BEGIN Given data
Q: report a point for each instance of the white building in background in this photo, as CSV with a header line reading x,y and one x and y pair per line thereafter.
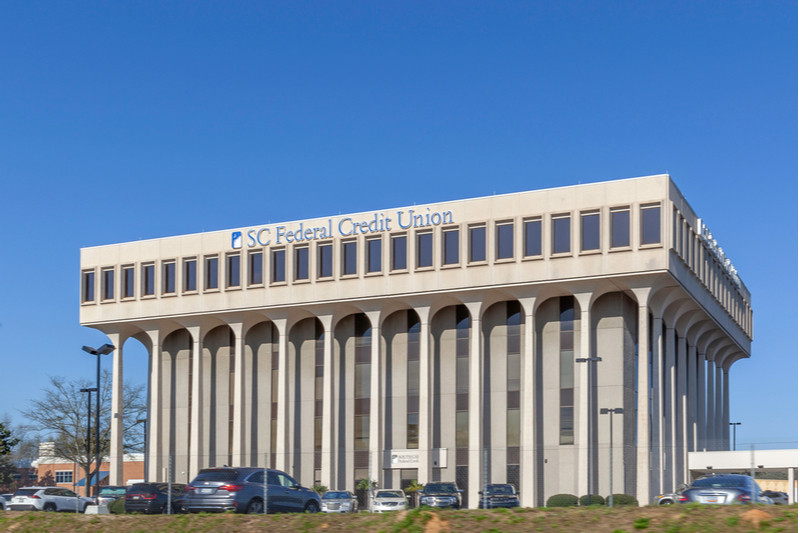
x,y
436,342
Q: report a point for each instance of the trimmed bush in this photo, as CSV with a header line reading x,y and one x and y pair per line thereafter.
x,y
562,500
117,506
594,499
625,499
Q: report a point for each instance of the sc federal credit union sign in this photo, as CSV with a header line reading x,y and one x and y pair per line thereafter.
x,y
339,227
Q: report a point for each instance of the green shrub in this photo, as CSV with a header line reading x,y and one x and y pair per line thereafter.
x,y
117,506
625,499
562,500
594,499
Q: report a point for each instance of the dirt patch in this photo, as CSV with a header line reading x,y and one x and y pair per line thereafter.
x,y
755,516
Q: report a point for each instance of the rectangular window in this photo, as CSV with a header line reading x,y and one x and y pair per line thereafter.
x,y
278,266
561,234
620,228
505,241
325,260
63,476
128,289
651,224
533,237
255,268
450,246
148,280
399,252
424,249
234,270
477,244
349,258
374,255
168,277
590,231
87,286
108,284
212,273
301,263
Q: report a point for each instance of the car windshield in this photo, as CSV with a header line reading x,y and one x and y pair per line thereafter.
x,y
722,481
440,487
217,475
334,495
112,491
500,489
389,494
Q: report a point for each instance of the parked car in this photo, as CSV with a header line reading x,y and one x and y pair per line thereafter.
x,y
670,498
777,497
724,489
388,500
48,499
496,495
440,494
242,490
339,501
110,493
154,498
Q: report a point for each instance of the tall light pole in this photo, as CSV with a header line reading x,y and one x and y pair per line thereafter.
x,y
589,366
103,350
734,424
89,435
611,412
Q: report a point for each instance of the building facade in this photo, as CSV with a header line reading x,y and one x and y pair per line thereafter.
x,y
472,341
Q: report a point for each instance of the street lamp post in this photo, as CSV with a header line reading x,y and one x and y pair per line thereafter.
x,y
89,434
611,412
734,424
103,350
589,361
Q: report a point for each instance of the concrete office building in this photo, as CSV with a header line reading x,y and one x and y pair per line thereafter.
x,y
454,341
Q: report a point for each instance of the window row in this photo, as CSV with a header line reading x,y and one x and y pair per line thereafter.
x,y
405,251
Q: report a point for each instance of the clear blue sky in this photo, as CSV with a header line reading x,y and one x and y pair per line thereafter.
x,y
134,120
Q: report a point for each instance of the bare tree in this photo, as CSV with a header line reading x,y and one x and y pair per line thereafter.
x,y
62,416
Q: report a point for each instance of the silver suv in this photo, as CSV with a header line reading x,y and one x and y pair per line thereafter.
x,y
242,490
48,499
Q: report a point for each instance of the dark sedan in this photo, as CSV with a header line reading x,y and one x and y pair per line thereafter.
x,y
725,489
497,495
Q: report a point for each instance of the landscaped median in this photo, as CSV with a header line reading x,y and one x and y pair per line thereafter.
x,y
593,519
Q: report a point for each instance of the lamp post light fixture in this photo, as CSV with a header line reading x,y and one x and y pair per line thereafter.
x,y
89,433
734,424
611,412
103,350
588,361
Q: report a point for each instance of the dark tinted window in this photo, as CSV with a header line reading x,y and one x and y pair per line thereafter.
x,y
651,225
477,244
533,237
217,475
399,244
505,241
325,253
301,263
450,247
349,264
620,228
590,231
561,235
374,255
424,250
278,266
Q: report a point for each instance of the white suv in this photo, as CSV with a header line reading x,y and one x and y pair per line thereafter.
x,y
47,499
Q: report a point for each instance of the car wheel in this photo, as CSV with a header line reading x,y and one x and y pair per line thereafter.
x,y
255,506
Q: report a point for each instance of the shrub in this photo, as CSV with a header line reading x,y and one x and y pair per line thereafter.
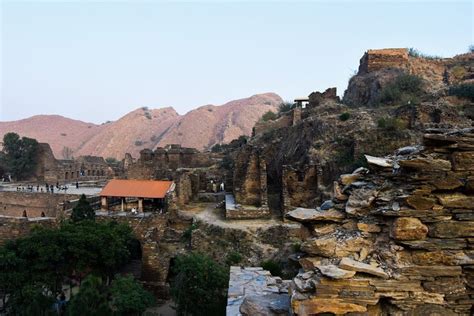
x,y
465,90
458,72
200,285
272,266
344,116
233,258
285,107
269,116
403,87
391,124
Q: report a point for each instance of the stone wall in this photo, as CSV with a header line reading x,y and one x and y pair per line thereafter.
x,y
51,170
396,239
250,182
376,59
14,203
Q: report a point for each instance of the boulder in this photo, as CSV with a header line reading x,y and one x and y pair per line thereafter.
x,y
420,202
426,164
452,229
262,305
408,228
313,215
458,200
317,305
352,265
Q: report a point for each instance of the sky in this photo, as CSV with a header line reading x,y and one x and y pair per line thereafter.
x,y
96,61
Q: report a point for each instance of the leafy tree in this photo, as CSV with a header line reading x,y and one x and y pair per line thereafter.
x,y
91,299
404,88
20,155
128,297
200,285
82,211
269,116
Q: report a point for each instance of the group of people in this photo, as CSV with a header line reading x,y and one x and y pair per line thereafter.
x,y
48,188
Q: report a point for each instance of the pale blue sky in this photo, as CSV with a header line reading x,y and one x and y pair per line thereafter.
x,y
96,61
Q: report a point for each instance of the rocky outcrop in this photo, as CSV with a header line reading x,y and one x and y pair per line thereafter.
x,y
147,128
405,242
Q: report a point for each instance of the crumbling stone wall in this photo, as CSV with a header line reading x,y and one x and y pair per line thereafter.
x,y
34,204
376,59
395,239
51,170
250,178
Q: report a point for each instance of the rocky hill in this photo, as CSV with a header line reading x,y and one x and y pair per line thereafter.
x,y
146,128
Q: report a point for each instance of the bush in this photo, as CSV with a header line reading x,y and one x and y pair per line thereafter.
x,y
272,266
465,90
391,124
285,107
404,87
344,116
200,285
269,116
233,258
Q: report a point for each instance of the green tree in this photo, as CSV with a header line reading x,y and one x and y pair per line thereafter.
x,y
91,299
200,285
20,155
128,297
83,210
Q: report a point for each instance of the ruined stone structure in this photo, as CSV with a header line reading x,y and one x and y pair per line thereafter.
x,y
250,186
395,239
14,204
83,168
376,59
171,157
300,187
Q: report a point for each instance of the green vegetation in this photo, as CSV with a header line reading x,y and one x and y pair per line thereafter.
x,y
458,72
465,90
285,107
344,116
19,155
269,116
82,211
111,160
272,266
233,258
200,285
405,88
391,124
34,270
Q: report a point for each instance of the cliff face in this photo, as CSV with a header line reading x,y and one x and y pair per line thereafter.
x,y
380,67
395,239
147,128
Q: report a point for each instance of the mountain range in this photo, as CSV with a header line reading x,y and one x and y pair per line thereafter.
x,y
142,128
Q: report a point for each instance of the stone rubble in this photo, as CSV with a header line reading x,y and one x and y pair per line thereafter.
x,y
403,239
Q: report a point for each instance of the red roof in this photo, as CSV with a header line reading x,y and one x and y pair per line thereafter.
x,y
137,188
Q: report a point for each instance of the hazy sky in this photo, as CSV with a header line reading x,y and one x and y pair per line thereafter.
x,y
96,61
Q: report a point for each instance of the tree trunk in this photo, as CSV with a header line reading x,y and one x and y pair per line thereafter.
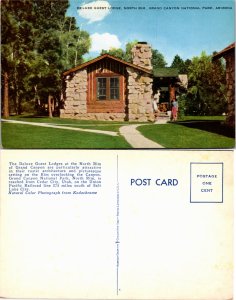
x,y
6,96
50,108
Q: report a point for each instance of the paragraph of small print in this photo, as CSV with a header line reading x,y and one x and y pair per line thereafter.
x,y
54,178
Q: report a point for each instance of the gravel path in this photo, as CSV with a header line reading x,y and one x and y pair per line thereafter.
x,y
129,132
135,138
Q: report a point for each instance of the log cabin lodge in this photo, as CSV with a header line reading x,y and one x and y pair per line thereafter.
x,y
108,88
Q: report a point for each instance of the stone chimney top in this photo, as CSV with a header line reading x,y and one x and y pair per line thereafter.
x,y
142,55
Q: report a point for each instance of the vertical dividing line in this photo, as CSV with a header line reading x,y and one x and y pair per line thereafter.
x,y
117,226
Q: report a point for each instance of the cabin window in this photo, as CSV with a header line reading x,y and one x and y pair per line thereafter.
x,y
108,88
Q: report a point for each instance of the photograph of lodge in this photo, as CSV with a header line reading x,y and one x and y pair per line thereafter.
x,y
77,80
108,88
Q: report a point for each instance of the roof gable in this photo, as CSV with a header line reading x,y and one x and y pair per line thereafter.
x,y
106,55
223,52
165,72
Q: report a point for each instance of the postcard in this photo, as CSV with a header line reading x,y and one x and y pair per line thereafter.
x,y
118,145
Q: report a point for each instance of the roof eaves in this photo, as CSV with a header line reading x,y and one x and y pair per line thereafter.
x,y
84,65
221,53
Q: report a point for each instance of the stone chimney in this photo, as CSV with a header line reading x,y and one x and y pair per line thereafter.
x,y
142,55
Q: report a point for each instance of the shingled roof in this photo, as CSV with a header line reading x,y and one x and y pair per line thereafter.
x,y
225,51
165,72
84,65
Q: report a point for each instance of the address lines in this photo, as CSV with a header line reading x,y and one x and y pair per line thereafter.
x,y
117,228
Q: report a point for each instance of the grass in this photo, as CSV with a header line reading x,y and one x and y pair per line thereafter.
x,y
85,124
178,136
199,132
18,136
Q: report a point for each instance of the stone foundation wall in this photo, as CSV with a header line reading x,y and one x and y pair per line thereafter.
x,y
75,95
139,96
142,55
230,79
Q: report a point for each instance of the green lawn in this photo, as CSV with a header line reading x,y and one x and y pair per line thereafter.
x,y
178,136
18,136
84,124
199,132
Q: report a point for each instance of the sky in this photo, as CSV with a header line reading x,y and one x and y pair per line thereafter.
x,y
172,27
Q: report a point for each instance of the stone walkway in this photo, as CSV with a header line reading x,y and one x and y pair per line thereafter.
x,y
135,138
129,132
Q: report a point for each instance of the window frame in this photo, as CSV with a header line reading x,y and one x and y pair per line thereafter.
x,y
108,87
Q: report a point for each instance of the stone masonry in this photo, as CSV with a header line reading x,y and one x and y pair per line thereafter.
x,y
75,94
138,92
140,85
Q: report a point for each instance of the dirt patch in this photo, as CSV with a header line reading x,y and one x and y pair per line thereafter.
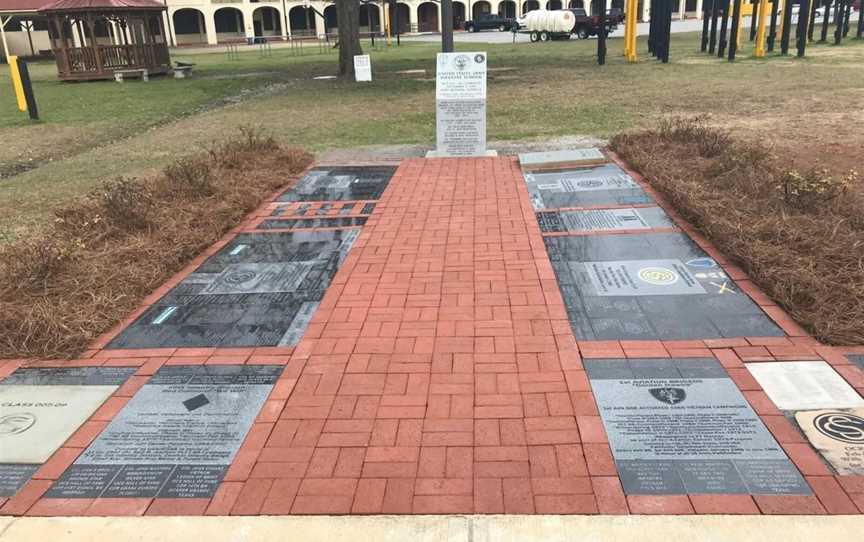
x,y
799,233
107,251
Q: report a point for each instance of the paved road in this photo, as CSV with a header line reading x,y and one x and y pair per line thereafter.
x,y
690,25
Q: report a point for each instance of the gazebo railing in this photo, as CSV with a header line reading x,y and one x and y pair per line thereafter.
x,y
105,58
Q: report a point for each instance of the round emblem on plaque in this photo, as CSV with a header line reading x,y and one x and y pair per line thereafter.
x,y
239,277
461,61
658,276
841,426
15,424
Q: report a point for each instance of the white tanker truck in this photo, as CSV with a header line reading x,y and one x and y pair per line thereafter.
x,y
543,25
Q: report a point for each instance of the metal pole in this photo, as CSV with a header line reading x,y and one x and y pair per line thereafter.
x,y
804,11
715,12
724,24
787,27
601,35
703,46
756,4
848,17
772,29
825,19
733,38
447,26
811,22
838,22
3,37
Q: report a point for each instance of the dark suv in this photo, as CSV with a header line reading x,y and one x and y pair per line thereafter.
x,y
489,21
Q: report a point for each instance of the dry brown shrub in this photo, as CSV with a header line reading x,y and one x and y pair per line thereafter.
x,y
799,235
106,252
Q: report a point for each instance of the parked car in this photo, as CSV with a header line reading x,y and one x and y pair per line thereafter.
x,y
589,25
489,21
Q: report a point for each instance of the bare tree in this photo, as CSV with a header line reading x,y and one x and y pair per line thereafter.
x,y
348,17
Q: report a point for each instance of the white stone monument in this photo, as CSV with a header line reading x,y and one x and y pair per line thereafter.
x,y
362,68
460,98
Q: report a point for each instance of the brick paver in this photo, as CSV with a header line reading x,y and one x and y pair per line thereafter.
x,y
440,375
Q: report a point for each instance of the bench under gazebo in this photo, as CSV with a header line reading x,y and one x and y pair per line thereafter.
x,y
96,39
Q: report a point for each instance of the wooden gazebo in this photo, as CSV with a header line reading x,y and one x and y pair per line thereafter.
x,y
93,39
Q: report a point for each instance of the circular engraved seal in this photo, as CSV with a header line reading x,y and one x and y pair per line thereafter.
x,y
461,61
15,424
659,276
841,426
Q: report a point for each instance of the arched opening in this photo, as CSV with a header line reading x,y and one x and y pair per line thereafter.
x,y
479,8
400,18
189,27
507,8
267,22
370,20
331,22
427,17
458,15
302,21
229,24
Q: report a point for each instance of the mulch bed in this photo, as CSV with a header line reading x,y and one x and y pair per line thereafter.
x,y
105,253
799,234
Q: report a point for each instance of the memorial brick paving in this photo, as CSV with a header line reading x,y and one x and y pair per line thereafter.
x,y
439,373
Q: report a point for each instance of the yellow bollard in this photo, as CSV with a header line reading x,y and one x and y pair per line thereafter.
x,y
17,85
762,14
386,10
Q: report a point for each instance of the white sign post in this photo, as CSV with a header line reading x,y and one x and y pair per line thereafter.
x,y
460,98
362,68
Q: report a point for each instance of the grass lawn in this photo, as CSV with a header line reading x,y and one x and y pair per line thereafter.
x,y
809,108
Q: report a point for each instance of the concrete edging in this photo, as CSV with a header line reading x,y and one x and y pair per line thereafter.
x,y
433,528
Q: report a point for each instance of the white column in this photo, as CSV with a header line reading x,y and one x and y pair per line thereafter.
x,y
319,23
210,28
168,23
412,18
3,22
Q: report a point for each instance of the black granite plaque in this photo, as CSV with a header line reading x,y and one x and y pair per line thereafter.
x,y
584,187
650,286
682,426
307,223
259,290
628,218
175,438
68,376
341,183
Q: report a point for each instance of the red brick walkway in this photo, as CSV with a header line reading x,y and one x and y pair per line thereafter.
x,y
440,375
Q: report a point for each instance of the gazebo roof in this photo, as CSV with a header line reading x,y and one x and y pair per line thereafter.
x,y
101,5
20,6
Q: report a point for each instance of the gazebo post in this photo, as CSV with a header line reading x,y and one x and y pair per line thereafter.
x,y
97,53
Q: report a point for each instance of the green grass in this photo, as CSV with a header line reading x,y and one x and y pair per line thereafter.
x,y
93,131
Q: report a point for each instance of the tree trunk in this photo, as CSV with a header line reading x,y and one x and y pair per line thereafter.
x,y
348,17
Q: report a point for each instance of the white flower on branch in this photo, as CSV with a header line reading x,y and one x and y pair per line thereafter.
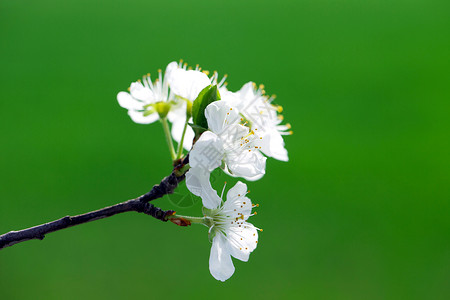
x,y
147,100
228,144
257,109
230,232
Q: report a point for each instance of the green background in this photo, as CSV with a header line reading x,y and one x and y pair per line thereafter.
x,y
361,211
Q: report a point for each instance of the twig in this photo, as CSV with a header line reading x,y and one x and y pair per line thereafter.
x,y
140,205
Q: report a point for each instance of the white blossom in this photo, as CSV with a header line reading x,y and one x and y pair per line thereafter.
x,y
228,144
230,232
146,98
261,114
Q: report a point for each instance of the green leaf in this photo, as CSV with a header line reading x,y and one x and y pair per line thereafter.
x,y
208,95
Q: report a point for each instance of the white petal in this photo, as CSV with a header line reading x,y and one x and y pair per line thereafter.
x,y
197,181
242,240
248,165
140,92
188,84
177,132
220,264
272,145
220,115
237,202
207,152
126,101
138,117
232,99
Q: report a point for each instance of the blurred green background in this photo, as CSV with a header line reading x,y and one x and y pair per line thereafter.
END Given data
What is required: The copy should begin at the line containing "Q: report a point for each instance of the gazebo roof" and end at the last line of the data above; please restate those lines word for word without the pictures.

Task answer:
Q: report a point for each instance of the gazebo roof in this photo, as CSV with a header line reading x,y and one x and y pair per line thereafter.
x,y
101,5
20,6
Q: report a point for each instance of the gazebo post in this photo, as CSV with a header line reading x,y and one x and y pair per line thereafter.
x,y
97,53
Q: report a point for each instance of the green grass in this photo, as CSV with a header line reading x,y and one x and y pair per line thereafter.
x,y
93,131
Q: report a point for each instance of the tree trunk in this photo, as CSV with a header line reading x,y and one x and y pair per line thereafter.
x,y
348,17
Q: report a point for each instance of the white flower on branch in this photo, as CSV with a header line reading x,y and one x and y pair per line thereafter.
x,y
147,100
228,144
257,109
230,232
Q: report a point for each instance of the green background in this photo, as CSV with a header line reading x,y and one x and y pair per line thereafter.
x,y
361,211
Q: report a point for each instance of the twig in this photo, as CSV with a header line reading x,y and one x and y pair per line thereafter.
x,y
140,205
Q: report a point for each instance of the white blossom in this photo, as CSV with a header line reading x,y and one x and y pair per line thereafter.
x,y
228,144
230,232
146,98
261,114
Q: report a point for each instance of the green leaf in this photo, as CSV with a header line reading x,y and one x and y pair per line thereafter.
x,y
208,95
Q: report a point for each instance of the white petal in this photo, as CSV with a header line reading x,y and one x and y pair per line thereafter.
x,y
197,181
242,240
248,165
140,92
188,84
177,132
220,264
272,145
220,115
237,202
207,152
126,101
138,117
232,99
Q: report a point for each instance of the blurred green background in this photo, as CSV with a header line reading x,y and one x and y pair per line thereafter.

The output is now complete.